■ PASSAGE GIVEN:
* begin *
Carriageworks Presents World Premiere of ‘Burrbgaja Yalirra 2

Marrugeku Burrbgaja Yalirra 2 – Bhenji Ra in No New Gods – (c) Carlita Sari

Burrbgaja Yalirra 2

Marrugeku, 21 – 29 April

– A trilogy of new short works, Burrbgaja Yalirra 2 highlights trans-Indigenous and intercultural collaboration in contemporary dance – 

Carriageworks, one of Australia’s most significant contemporary multi-arts organisations, presents the world premiere of new dance work Burrbgaja Yalirra 2opening tonight 21 April and showing until 29 April by resident company and Australia’s leading Indigenous intercultural dance company Marrugeku. Following the company’s critically acclaimed, international season of Jurrungu Ngan-ga in 2022, Burrbgaja Yalirra 2 features a trilogy of short works which evoke shadow worlds reflecting histories of relocation, cultural adaption and survival. Together they reconnect cultural lineages and embody longing, renewal, rage and resilience to share new ways to belong in a changing world.
* end *
■ PROVIDED INFORMATION:
* begin *
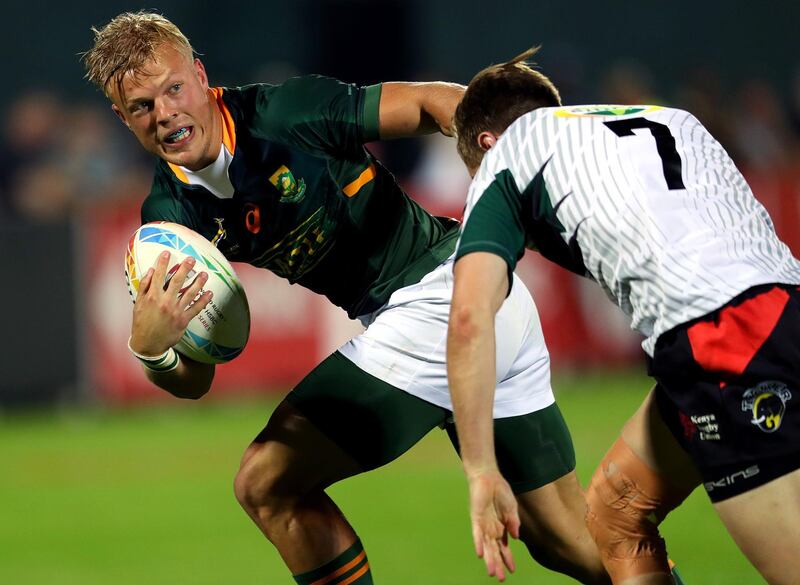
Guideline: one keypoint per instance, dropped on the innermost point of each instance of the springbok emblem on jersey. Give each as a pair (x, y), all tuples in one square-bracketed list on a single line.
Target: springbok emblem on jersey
[(291, 190), (767, 404)]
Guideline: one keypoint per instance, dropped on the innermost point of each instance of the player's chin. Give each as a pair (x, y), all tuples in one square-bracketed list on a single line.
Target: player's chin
[(184, 157)]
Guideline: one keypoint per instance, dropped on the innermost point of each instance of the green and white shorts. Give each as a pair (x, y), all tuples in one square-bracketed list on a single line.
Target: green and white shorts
[(384, 390), (406, 341)]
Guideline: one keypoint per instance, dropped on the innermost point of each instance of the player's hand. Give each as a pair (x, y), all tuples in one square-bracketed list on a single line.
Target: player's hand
[(493, 509), (162, 313)]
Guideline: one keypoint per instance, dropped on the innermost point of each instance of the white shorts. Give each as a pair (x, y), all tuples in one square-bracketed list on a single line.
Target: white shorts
[(405, 345)]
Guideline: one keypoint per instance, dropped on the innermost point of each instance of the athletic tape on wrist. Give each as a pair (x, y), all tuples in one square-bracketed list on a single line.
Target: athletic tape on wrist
[(166, 362)]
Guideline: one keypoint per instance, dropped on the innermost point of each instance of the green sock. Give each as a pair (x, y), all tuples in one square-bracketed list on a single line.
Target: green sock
[(349, 568)]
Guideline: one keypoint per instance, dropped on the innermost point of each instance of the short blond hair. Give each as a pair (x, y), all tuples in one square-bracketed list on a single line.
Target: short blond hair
[(496, 97), (127, 44)]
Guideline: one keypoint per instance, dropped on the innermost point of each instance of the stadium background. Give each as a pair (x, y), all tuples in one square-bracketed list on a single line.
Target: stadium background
[(106, 480)]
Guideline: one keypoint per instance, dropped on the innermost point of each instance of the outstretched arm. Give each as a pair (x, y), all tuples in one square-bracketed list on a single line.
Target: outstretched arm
[(481, 283), (159, 319), (412, 109)]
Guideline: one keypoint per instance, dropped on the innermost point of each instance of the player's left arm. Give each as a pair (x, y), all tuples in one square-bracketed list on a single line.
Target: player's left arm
[(412, 109), (481, 284)]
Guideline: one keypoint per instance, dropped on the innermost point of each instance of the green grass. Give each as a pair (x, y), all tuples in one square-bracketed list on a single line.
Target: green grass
[(144, 497)]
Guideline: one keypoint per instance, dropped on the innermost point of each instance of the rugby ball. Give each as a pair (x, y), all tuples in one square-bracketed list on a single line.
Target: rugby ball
[(220, 331)]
* end *
■ EXERCISE TASK: In the announcement of Burrbgaja Yalirra 2, rewrite the passage from "Marrugeku, 21 –" up to and including "a changing world.", substituting "triptych" for "trilogy". The lines aren't needed here.

■ WRITTEN RESPONSE:
Marrugeku, 21 – 29 April

– A triptych of new short works, Burrbgaja Yalirra 2 highlights trans-Indigenous and intercultural collaboration in contemporary dance – 

Carriageworks, one of Australia’s most significant contemporary multi-arts organisations, presents the world premiere of new dance work Burrbgaja Yalirra 2opening tonight 21 April and showing until 29 April by resident company and Australia’s leading Indigenous intercultural dance company Marrugeku. Following the company’s critically acclaimed, international season of Jurrungu Ngan-ga in 2022, Burrbgaja Yalirra 2 features a triptych of short works which evoke shadow worlds reflecting histories of relocation, cultural adaption and survival. Together they reconnect cultural lineages and embody longing, renewal, rage and resilience to share new ways to belong in a changing world.